鍼(はり)というと、注射針を連想して、「痛くて、怖い!」というイメージを持つ方が多いので、当院にもなかなか患者さんが足を運んでくれません。

そこで、刺さない鍼(はり)があることを知って頂きたいのです。

小児鍼(しょうにしん)治療といって、銀鍼(写真の銀色に光っているモノ)を子供さんの皮膚にこすりながら治す方法もあります。また、銀鍼を銀のスプーンに代えても治療できます。非常に気持ちがいいです。

Aさんには、銀のスプーンとはいきません・・・

ダイオードてい鍼のお箸で、筋膜をはがしていきます。鎖骨下の大胸筋、親指から腕の圧痛点の筋膜を、しっかりと・・

「あれ?痛くない!」

めでたし、めでたしでした。

ストレッチ?操体法?

座ってできるふくらはぎ(腓腹筋)のストレッチ。この動きに呼吸や目線、足指の伸展などを加えていくと、より質の高いストレッチとなります。

ストレッチと操体法の境界線は、これらの要因が加わり、「気持ち良さ」に比重を置くかどうか。

操体法は、気持ち良さを指針とします。カラダや心の歪みが正される時に、気持ち良さを感じます。そして、全ての生き物は、このベクトルに向かい生きています。
__________________________________________________
**課題一覧**
1. 鍼と操体法の文章から、「小児鍼(しょうにしん)治療と」を含む語句で始まり「の高いストレッチとなります。」で終わる部分を、そのまま抜き出してください。
2. 鍼と操体法の文章の内容を二文でまとめること。
3. 鍼と操体法の文章を、最後の文の後から書き継ぐこと。

**データ部分**
__________________________________________________
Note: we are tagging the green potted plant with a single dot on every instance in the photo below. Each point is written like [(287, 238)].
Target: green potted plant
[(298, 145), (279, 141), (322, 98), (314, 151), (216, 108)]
__________________________________________________
**記述解答**
1.
小児鍼(しょうにしん)治療といって、銀鍼(写真の銀色に光っているモノ)を子供さんの皮膚にこすりながら治す方法もあります。また、銀鍼を銀のスプーンに代えても治療できます。非常に気持ちがいいです。

Aさんには、銀のスプーンとはいきません・・・

ダイオードてい鍼のお箸で、筋膜をはがしていきます。鎖骨下の大胸筋、親指から腕の圧痛点の筋膜を、しっかりと・・

「あれ?痛くない!」

めでたし、めでたしでした。

ストレッチ?操体法?

座ってできるふくらはぎ(腓腹筋)のストレッチ。この動きに呼吸や目線、足指の伸展などを加えていくと、より質の高いストレッチとなります。

2. 鍼は注射針を連想させて痛くて怖いというイメージを持たれがちだが、銀鍼を子供さんの皮膚にこすりながら治す小児鍼治療のような刺さない鍼もある。ストレッチと操体法の境界線は、呼吸や目線、足指の伸展などの要因が加わり、気持ち良さに比重を置くかどうかにあり、操体法は気持ち良さを指針とする。

3.
ただ、人間は生活のために、仕事をし、ついつい仕事優先の生き方になる傾向があります。カラダの声に耳を傾ける時間もなくなり、いつのまにかカラダに歪みを作ってしまいます。

チョットした時間を見つけて、気持ちよくカラダの歪みを取っていきましょう。

自力自療

夜行バスに乗って7~8時間。畳の間で3~4人患者さんの治療をすると、中腰になるため、腰に負担がかかります。腰痛の一歩手前 ・・・

こういう時は、畳でゴロゴロします。どこに張りがあるかチェックし、その部位を可動域ギリギリまで伸ばし、軽くその部位が動かないように抑えます。

その後は、その部位にある筋肉をゆっくりと動かし、一番気持ちのいい力加減で味わいます。

これは、とても気持ちがいいので、ダラダラと続けます。

この動きに、ゆっくりとした腹式呼吸を加えると、非常に効果的です。

現在、私は京都市内のパン屋さんで食事をしながら記事を書いています。この時も、骨盤の調整を気持ちよくおこないなが、iPad に向かっているのです。

いつの間にか、自力自療が身についているようです。

腹式呼吸法

患者さんの中には、呼吸法が苦手で浅い呼吸になる方がいます。

そこで、イラストを描いて見ました。

私は、呼吸法の専門ではありませんが、毎日呼吸をしているので、呼吸法を語ることはできます。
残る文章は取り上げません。